## Reading passage:
◇ ◇ ◇
• Shock · Nov 2013

    Multicenter Study

    Shock State: An Unrecognized and Underestimated Presentation of Drug Reaction with Eosinophilia and Systemic Symptoms.

    • Elsa Dubois and Annick Barbaud.
    • *CHU Nancy, Service de Réanimation Médicale Brabois; Pole Cardiovasculaire et Réanimation Médicale, Hôpital de Brabois, Vandoeuvre-les-Nancy; †Université de Lorraine, Nancy; ‡INSERM U1116, Groupe Choc, Faculté de Médecine; and §CHU Nancy, Service de Dermatologie, Hôpital de Brabois, Vandoeuvre-les-Nancy, France.
    • Shock. 2013 Nov 1;40(5):387-91.
◇ ◇ ◇
## Data provided:
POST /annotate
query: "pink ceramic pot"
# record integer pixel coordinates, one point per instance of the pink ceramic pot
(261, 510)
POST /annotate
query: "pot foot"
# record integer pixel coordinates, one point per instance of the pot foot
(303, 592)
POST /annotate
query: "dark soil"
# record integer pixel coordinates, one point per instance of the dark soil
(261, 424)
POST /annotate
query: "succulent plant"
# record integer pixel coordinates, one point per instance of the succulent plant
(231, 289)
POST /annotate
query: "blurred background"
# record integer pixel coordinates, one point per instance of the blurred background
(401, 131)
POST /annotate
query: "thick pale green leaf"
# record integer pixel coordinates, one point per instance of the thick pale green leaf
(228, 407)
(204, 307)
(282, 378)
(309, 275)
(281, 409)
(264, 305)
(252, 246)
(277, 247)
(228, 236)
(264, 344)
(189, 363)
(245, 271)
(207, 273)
◇ ◇ ◇
## Prompt 1:
In the article header, what pages of the journal does the study occupy?
## Prompt 2:
List every symbol that the article header uses to mark an affiliation.
## Prompt 3:
Write the next part of the article header on shock in drug reaction with eosinophilia, starting after its last line.

## Result 1:
Pages 387-91.

## Result 2:
*, †, ‡, §

## Result 3:
    AbstractSome patients with drug reaction with eosinophilia and systemic symptoms (DRESS) are probably admitted in intensive care unit (ICU), but data concerning their clinical features at admission are scarce. Therefore, in the present study, we used a clinical network of French intensivists to study the clinical features and evolution of DRESS patients hospitalized in ICU. A national, retrospective, multicenter study collected DRESS cases hospitalized in ICU for DRESS from 2000 to end of 2011. All files were analyzed through the RegiSCAR scoring system as "no," "possible," "probable," or "definite" DRESS. Patients were included only if they had a probable or definite DRESS. Demographic, hemodynamic, biological, and infectious data were recorded. Twenty-one patients were included. Hospital mortality was 10 (47%) of 21, and 16 of 21 patients had on admission a shock state necessitating vasopressor agents. Echocardiographic ejection fraction in shock patients was depressed (47% ± 13%). Mechanical ventilation was required in 13 of 21 cases. Hepatic failure was observed in 11 of 21 cases, acute renal failure in 18 of 20 cases, and lactic acidosis in 12 of 20 patients. Initial bacteriology was negative in all patients. Human herpesvirus reactivations were found in five of 15 cases. In conclusion, shock without bacteriological documentation associated with multiple organ failure is the most common presentation of DRESS at admission in ICU and is associated with a higher mortality than previously described.